Data:
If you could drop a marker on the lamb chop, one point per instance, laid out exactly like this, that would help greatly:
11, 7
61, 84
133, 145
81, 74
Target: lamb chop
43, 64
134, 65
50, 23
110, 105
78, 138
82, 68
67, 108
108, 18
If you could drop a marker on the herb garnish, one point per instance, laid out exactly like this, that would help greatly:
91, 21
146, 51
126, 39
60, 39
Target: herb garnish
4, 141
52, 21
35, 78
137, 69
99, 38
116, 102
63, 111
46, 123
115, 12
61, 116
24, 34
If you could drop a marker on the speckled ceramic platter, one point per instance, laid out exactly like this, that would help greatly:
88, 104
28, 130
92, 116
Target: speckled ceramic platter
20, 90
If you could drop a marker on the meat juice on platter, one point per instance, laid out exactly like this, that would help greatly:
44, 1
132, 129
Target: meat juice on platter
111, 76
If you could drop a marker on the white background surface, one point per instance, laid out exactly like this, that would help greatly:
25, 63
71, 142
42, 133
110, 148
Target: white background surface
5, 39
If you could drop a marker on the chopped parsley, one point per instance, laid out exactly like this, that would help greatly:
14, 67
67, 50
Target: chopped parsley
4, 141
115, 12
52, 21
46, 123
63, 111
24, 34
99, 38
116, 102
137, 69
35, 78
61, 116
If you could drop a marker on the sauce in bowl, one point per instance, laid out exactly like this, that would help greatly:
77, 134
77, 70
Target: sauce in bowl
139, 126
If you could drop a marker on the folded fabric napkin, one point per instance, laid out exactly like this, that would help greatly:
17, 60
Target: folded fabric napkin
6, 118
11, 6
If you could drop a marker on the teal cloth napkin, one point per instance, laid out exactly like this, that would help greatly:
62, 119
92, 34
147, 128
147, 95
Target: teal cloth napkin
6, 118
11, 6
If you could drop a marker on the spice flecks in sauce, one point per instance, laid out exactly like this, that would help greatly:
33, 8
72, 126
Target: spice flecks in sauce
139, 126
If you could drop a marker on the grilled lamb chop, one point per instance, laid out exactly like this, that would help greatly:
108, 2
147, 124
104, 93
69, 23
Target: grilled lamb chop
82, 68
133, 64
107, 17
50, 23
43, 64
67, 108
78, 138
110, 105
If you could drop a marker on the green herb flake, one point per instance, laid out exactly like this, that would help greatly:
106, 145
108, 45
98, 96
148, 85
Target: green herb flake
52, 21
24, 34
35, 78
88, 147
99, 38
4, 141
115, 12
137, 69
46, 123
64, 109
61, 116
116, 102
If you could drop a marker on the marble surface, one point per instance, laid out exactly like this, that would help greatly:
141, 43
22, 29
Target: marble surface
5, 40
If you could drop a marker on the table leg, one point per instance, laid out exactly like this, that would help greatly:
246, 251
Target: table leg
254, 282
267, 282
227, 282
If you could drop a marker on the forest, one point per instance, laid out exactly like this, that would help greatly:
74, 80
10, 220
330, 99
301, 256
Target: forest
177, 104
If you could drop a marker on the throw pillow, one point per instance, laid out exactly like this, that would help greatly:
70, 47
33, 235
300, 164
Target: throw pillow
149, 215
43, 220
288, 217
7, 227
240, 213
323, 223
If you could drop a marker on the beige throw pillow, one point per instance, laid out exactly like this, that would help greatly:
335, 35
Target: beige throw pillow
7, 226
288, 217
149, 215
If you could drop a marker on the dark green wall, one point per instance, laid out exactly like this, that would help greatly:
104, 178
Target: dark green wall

What you have to do: Write out all of the records above line for line, keeping every word and number unchanged.

Full output:
If you could drop a marker on the lamb chop, one point per instance, laid out exactly like this, that would help greatly:
11, 7
61, 84
133, 145
81, 74
Target: lamb chop
43, 64
134, 65
50, 23
110, 105
78, 138
82, 68
67, 108
108, 18
If you could drop a marker on the herb garnish, one point per instance, laid out exactly like this, that would help greatly:
91, 21
146, 51
126, 39
60, 39
Target: herb garnish
4, 141
52, 21
35, 78
137, 69
99, 38
116, 102
63, 111
46, 123
115, 12
61, 116
24, 34
If you could drop a marker on the speckled ceramic platter, one point per instance, laid out exactly like this, that would help greatly:
88, 104
28, 130
92, 116
Target: speckled ceramic platter
20, 90
If you could drop a marker on the meat juice on platter, one point per instance, laid out exactly like this, that would help greatly:
44, 1
132, 129
Target: meat juice on platter
111, 76
If you could drop a marker on the white background surface, one point per instance, laid out exactly like this, that would help greatly:
25, 63
71, 142
42, 133
110, 148
Target: white background surface
5, 39
If you could drop a marker on the chopped parsley, one point per instance, laid out exactly like this, that would help greatly:
14, 67
67, 50
Target: chopped parsley
4, 141
115, 12
52, 21
46, 123
63, 111
24, 34
99, 38
116, 102
137, 69
35, 78
61, 116
If you could drop a marker on the sauce in bowl, one point per instance, laid out exactly like this, that would help greatly:
77, 134
77, 70
Target: sauce in bowl
139, 126
If you could drop a marker on the folded fabric napkin, one point per instance, laid out exactly like this, that would help greatly:
17, 60
Target: folded fabric napkin
6, 118
11, 6
If you could drop a marker on the teal cloth napkin, one point per instance, laid out exactly like this, that would help greatly:
62, 119
92, 34
147, 128
147, 95
Target: teal cloth napkin
6, 118
11, 6
If you could drop a marker on the spice flecks in sauce, one point per instance, laid out exactly like this, that would help greatly:
33, 8
72, 126
Target: spice flecks in sauce
139, 126
If you could drop a marker on the grilled lamb chop, one point per instance, laid out exactly like this, that would help greatly:
108, 2
147, 124
104, 93
69, 23
Target: grilled lamb chop
82, 68
133, 64
107, 17
50, 23
43, 64
67, 108
78, 138
110, 105
If you could drop a marker on the green herb flake, one point per instance, laid out exactly like this, that would help greatly:
106, 145
108, 45
98, 96
148, 85
Target: green herb flake
52, 21
24, 34
35, 78
88, 147
99, 38
4, 141
115, 12
137, 69
46, 123
64, 109
61, 116
116, 102
If you could drop a marker on the marble surface, one point per instance, laid out exactly like this, that would help greatly:
141, 43
22, 29
Target: marble surface
5, 40
If you could drop a marker on the table leg, one point per instance, laid out exactly like this, that would help greatly:
246, 251
Target: table leg
254, 282
267, 282
227, 282
If you could drop a marker on the forest, one point per instance, laid out exactly like this, that would help greatly:
74, 80
10, 220
330, 99
301, 256
Target: forest
177, 104
If you could drop a marker on the throw pillow, one point per instance, laid out exactly like this, that would help greatly:
70, 47
33, 235
300, 164
Target: throw pillow
149, 215
43, 220
288, 217
7, 227
240, 213
323, 223
If you could drop a marker on the beige throw pillow, one point per instance, laid out exactly like this, that would help greatly:
335, 35
Target: beige throw pillow
7, 226
288, 217
149, 215
If you could drop a marker on the dark green wall, one point per instance, laid out exactly like this, that would help greatly:
104, 178
Target: dark green wall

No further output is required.